Building Automation Systems: Become an Expert and Win Customers With These 5 Benefits

As technologies continue to converge, integrators are increasingly fınding opportunities at the intersection of security and building automation systems.

Building Automation Systems: Become an Expert and Win Customers With These 5 Benefits

(Image Credit: Sergey Nivens/

Traditionally, security and building control systems have been separated physically and often managed by different teams. A modern building automation system (BAS), often called a building management system (BMS), can make it easier and more efficient to integrate these two realms.

As a security systems integrator, it’s important to educate customers on the benefits of integrating traditional security systems with a BMS. It not only makes sense to integrate these systems that support occupant needs but it can also unlock synergies throughout the facility that support sustainability — by reducing energy use and carbon emissions — while also enhancing operational efficiencies.

When explaining the advantages of a fully integrated solution to potential customers — one that incorporates a BMS to monitor and manage both security systems and building controls — there are five key benefits to emphasize: seamless security, enhanced occupant well-being, unified situational awareness, greater productivity and improved sustainability.

□ □ □ □

* Actions to take *
- a) In the building automation article, rewrite the passage that opens with the words containing "(Image Credit: Sergey" and closes with "these two realms.", renaming "building management system" to "facility management system".
- b) Extend the building automation article past its final sentence.
The material has no connection to the article on building automation.

* Material *

□ □ □ □

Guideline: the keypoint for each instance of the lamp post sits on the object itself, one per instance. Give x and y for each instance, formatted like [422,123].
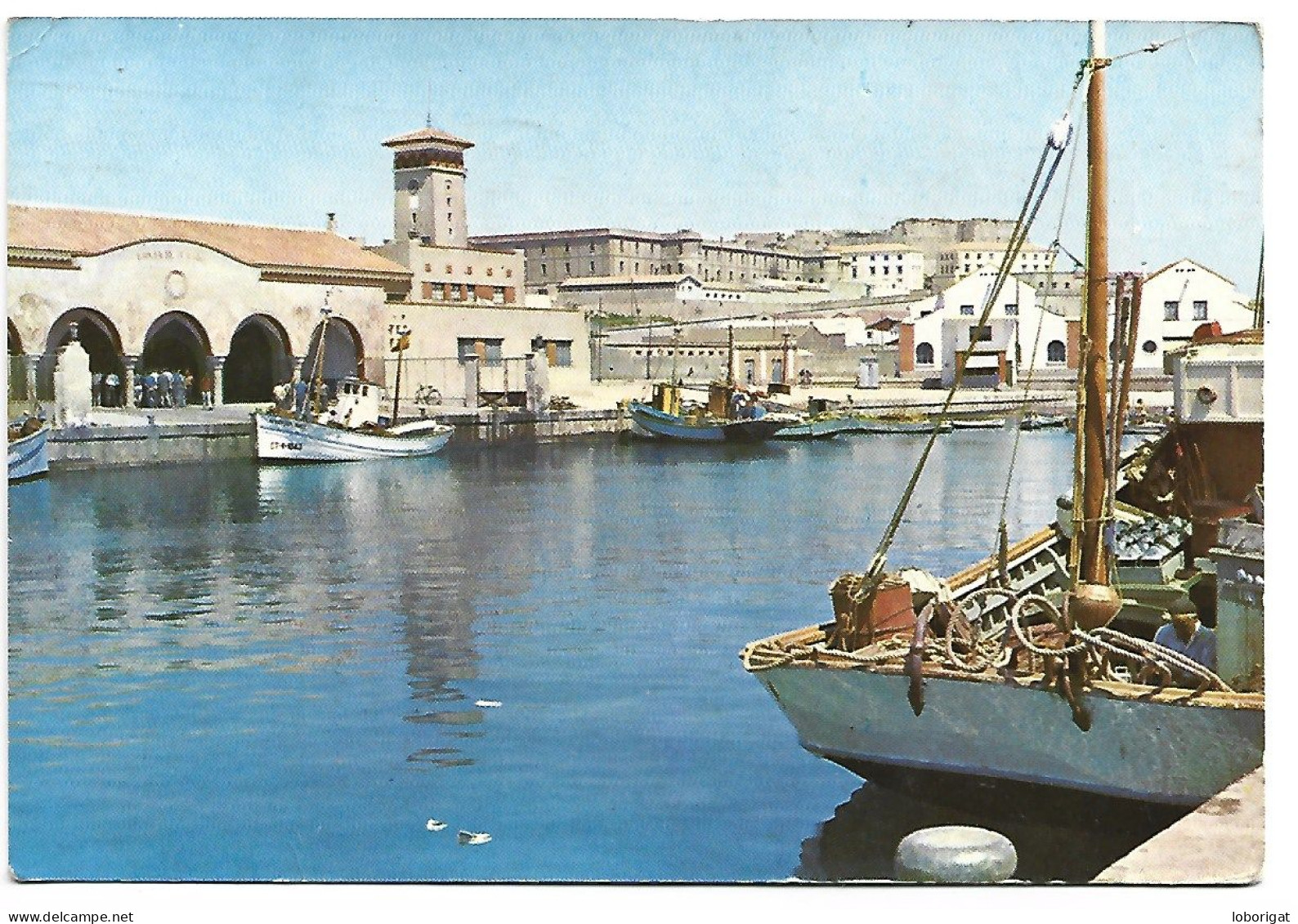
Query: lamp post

□ □ □ □

* The answers *
- a)
(Image Credit: Sergey Nivens/

Traditionally, security and building control systems have been separated physically and often managed by different teams. A modern building automation system (BAS), often called a facility management system (BMS), can make it easier and more efficient to integrate these two realms.

- b)
How a BMS Benefits the Security Integrator

Because technical labor is tough to find in today’s tight job market, many integrators are finding it challenging to keep up with servicing their customers. With its predictive maintenance and self-calibrating features, a building management system (BMS) can help integrators do more with less.

In the coming years, buildings will continue to become more digitally connected and an integrated BMS will be critical to maintaining occupant comfort and safety, as well as optimizing building efficiencies and energy consumption.

To stay competitive, security integrators need to look beyond traditional solutions toward a holistic view of security that maximizes savings and optimizes energy use as it helps protect occupants and assets.

1. Seamless Security

A BMS can maximize the performance of a facility’s security systems. When integrated with video systems and sensors situated throughout a building, a BMS can provide insight into how and when occupants use spaces, how they engage with each other and where they tend to congregate.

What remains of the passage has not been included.